◆ **PROBLEMS**:
**a.** Translate this sentence from the passage about television service into Spanish: "Then I can figure out what to do next season, depending on what’s going to be on TV."
**b.** Summarize the passage about television service in two sentences.
**c.** Answer these questions from the passage about television service:
(i) Which network's programming does the writer want to watch in real time through a service like Sling TV?
(ii) What book contract does the writer mention as a possible goal?
(iii) After buying a house, how did the writer get cable?

◆ **READING PASSAGE**:

────────────────────────────────────────

But I figured out that there are other possible solutions. I’m going to look into something like Sling TV that will allow me to watch ABC programming in real time, as well as giving me the cable channels for shows I’m currently watching, along with a DVR-like service, and I can drop it after the TV season ends. Then I can figure out what to do next season, depending on what’s going to be on TV. I may be able to bring in that additional channel with an external tuner, by finding a way to place the antenna higher in my house, or by getting a more powerful antenna that I can put on the second floor. Or it may not matter to me then.

In the meantime, I should be thinking more about writing books or I’ll never reach that point of a five-book contract for six figures a book (it’s very unlikely that I’ll ever be at that level, but I can’t get to that level without actually writing the book). But first, I guess this weekend I’ll be watching everything I have saved up on the DVR before I have to return it. Most of it is reference material for books, so it kind of counts as work. I’ll be taking notes.

Life

Television Options

I’ve spent the last couple of months learning way too much about television service and the various ways of getting it. I’ve pretty much always had cable during my adult life because it was provided as part of every apartment I had, and then when I bought a house, it was provided as part of the HOA fees. I did finally break down and get a DVR, which cost extra, a couple of years ago, but otherwise, I didn’t think much about it. I just watched it.

────────────────────────────────────────

◆ **RECORD LIST**:
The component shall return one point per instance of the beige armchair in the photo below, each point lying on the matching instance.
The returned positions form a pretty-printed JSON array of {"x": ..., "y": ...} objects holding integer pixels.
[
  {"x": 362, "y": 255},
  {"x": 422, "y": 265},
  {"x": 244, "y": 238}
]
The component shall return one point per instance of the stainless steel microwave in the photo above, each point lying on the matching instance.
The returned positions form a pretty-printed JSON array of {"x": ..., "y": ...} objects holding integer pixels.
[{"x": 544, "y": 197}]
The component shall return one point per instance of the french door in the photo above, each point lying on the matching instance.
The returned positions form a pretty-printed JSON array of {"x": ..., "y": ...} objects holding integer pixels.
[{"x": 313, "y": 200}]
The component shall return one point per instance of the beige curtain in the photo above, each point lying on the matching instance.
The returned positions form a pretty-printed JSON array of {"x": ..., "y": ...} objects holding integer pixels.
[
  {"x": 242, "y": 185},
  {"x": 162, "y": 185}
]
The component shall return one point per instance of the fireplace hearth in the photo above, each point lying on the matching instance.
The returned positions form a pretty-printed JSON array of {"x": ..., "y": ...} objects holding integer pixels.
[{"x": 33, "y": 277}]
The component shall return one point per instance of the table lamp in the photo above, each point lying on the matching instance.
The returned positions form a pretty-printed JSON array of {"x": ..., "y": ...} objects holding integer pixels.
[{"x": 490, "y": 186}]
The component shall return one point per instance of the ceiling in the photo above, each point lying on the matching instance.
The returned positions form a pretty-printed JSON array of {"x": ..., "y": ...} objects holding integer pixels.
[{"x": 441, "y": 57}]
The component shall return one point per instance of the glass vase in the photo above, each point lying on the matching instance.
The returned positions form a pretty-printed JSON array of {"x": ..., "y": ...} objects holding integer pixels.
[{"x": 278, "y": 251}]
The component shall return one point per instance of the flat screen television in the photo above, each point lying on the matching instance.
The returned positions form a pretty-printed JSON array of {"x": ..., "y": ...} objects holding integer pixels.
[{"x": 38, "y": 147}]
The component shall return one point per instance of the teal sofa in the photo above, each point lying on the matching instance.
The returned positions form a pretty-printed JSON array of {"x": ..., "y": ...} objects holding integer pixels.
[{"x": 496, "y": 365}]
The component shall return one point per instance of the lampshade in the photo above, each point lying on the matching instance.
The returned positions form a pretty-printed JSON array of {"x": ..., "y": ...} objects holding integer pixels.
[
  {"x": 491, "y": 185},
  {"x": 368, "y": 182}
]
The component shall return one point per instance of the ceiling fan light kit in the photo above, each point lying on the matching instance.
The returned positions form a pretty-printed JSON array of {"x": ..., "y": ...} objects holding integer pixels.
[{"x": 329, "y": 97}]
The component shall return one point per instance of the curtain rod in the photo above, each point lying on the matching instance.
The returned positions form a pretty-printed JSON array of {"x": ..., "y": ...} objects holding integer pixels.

────────────────────────────────────────

◆ **PER-TASK ANSWERS**:
**a.** Luego puedo decidir qué hacer la próxima temporada, según lo que vaya a haber en la televisión.

**b.** The writer has almost always had cable included with housing, added a DVR a couple of years ago, and has spent the last couple of months learning about ways of getting television service. The plan is to try something like Sling TV for ABC programming, cable channels and a DVR-like service through the season, weigh antenna options for next season, and first watch the recordings saved on the DVR before returning it.

**c.**
(i) ABC
(ii) A five-book contract for six figures a book
(iii) It was provided as part of the HOA fees.